§ Passage provided:
◇ ◇ ◇

Bad Credit
Home equity loans can be either fixed-rate loans, where the rate of interest remains locked in throughout the course of the loan, or they can be adjustable-rate loans, where the interest rate fluctuates up or down along with the economy.
When interest rates are low, you may prefer to choose a fixed-rate loan to lock-in those low interest rates. However if interest rates are high, then it might be a better overall cost strategy to choose an adjustable-rate loan.
Home Equity Loans with a Bad Credit History
First up you should not just assume or believe that you have a unacceptably bad credit history and need a Non Conforming Loan. If you have been slow at paying in the past you might be surprised to learn that most people have at some time and often it’s not because they haven’t got the money to pay, they were focused on something else at the time. What you think is bad might be considered average by your lender. And even if it is, or was, bad it may not be the end of the discussion because there are other options particularly so if you are buying your home and have equity in it.

◇ ◇ ◇

§ Given exercise 1: From the home equity loan passage, reproduce the portion beginning with the words containing "When interest rates" and ending with "an adjustable-rate loan.".
§ Given exercise 2: According to the home equity loan passage, which type of loan might be the better overall cost strategy when interest rates are high?

◇ ◇ ◇

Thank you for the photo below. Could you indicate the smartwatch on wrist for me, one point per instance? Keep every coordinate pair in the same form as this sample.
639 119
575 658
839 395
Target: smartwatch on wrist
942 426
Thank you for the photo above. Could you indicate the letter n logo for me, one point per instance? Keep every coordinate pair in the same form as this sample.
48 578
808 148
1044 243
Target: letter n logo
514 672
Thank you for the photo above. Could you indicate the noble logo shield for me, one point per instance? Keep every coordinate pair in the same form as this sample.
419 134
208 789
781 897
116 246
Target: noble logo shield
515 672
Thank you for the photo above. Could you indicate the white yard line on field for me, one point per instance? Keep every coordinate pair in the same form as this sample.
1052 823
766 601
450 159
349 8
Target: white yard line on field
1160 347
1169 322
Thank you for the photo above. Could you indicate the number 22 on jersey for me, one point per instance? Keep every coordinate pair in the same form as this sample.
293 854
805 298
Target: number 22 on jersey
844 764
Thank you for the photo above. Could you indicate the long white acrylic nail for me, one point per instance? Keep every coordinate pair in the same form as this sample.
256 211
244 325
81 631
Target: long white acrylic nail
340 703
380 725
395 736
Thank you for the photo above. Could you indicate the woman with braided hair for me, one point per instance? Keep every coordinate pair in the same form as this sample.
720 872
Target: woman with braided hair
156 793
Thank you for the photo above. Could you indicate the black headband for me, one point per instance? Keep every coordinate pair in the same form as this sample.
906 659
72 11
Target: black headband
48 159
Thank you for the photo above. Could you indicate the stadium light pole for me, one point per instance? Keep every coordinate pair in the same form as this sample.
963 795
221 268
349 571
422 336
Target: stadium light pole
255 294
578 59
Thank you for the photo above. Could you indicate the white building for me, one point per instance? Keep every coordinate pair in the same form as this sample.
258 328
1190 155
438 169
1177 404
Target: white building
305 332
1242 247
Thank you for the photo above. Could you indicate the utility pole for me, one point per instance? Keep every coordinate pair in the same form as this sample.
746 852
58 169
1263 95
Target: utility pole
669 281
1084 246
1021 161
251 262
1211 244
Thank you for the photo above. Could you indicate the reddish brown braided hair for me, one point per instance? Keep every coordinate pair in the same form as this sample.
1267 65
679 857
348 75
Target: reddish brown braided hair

◇ ◇ ◇

§ Worked solution 1:
When interest rates are low, you may prefer to choose a fixed-rate loan to lock-in those low interest rates. However if interest rates are high, then it might be a better overall cost strategy to choose an adjustable-rate loan.

§ Worked solution 2: An adjustable-rate loan.